▸ JOB: Rewrite the items below, swapping every "marker" for "point" and leaving everything else as it is.
***** DATA ROWS *****
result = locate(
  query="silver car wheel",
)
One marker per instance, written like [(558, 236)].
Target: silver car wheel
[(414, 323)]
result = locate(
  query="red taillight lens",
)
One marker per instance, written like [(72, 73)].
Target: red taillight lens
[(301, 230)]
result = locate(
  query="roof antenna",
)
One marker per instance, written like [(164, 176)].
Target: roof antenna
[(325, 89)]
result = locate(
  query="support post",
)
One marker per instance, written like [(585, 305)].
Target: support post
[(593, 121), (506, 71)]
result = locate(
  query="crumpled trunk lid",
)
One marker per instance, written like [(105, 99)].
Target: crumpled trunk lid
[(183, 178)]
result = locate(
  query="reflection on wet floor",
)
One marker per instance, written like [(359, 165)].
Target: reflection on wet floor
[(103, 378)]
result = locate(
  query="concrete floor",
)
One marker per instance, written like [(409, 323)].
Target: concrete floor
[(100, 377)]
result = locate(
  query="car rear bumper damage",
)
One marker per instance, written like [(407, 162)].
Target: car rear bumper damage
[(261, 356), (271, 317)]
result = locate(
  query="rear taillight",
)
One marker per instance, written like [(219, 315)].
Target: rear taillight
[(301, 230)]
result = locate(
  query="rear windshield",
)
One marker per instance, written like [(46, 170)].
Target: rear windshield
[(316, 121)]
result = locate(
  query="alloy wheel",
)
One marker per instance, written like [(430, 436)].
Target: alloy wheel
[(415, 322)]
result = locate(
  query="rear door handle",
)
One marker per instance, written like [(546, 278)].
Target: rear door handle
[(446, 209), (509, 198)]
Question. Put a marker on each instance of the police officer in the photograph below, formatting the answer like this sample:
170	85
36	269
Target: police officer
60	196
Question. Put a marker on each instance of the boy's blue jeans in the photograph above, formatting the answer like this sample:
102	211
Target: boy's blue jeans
*****
▸ EXPECTED ANSWER:
result = locate(
  query="silver car wheel",
)
One point per instance, written like [(558, 236)].
Target: silver car wheel
[(414, 323)]
result = locate(
  query="red taillight lens",
)
One point per instance, written like [(72, 73)].
Target: red taillight lens
[(301, 230)]
result = locate(
  query="roof antenna",
)
One point per instance, written like [(164, 176)].
Target: roof antenna
[(325, 89)]
result = locate(
  query="support post",
)
One point per instance, written like [(585, 305)].
Target: support post
[(593, 121), (506, 71)]
result = locate(
  query="crumpled trunk lid",
)
One point per instance, written like [(105, 99)].
Target: crumpled trunk lid
[(183, 178)]
result = locate(
  query="reflection on wet floor",
)
One point per instance, written like [(359, 165)].
Target: reflection on wet floor
[(103, 378)]
result = locate(
  query="concrete floor",
)
One point per instance, written like [(409, 323)].
Target: concrete floor
[(100, 377)]
result = locate(
  query="car rear bumper damage",
)
One point per instance, written like [(407, 162)].
Target: car rear bumper damage
[(261, 356), (271, 317)]
result = locate(
  query="rear taillight",
)
One point per instance, written like [(219, 315)].
Target: rear taillight
[(301, 230)]
result = locate(
  query="rear windshield",
)
One point per instance, written like [(46, 170)].
Target: rear windshield
[(316, 121)]
result = locate(
  query="alloy wheel",
)
One point per instance, written like [(430, 436)].
Target: alloy wheel
[(415, 322)]
result = locate(
  query="rear door handle",
)
One point per instance, written like [(546, 278)].
Target: rear door handle
[(446, 209), (509, 198)]
Question. Put a point on each instance of the police officer in the photograph below, formatting the answer like this sample:
170	85
36	269
Target: police officer
60	196
Question. Put a point on each instance of the boy's blue jeans in the photograph above, formatting the answer like this sample:
102	211
Target: boy's blue jeans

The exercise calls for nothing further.